## What you have to do
Transcribe each record exactly as it appears.

_ _ _ _

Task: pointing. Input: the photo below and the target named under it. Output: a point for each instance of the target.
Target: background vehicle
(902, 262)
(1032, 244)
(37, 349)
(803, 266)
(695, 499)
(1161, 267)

_ _ _ _

## Solved exercise
Task: pointing. Input: the photo below and the target named under it. Output: a point for each instance of the target.
Target: background vehicle
(902, 262)
(1032, 244)
(37, 349)
(803, 266)
(695, 499)
(1161, 267)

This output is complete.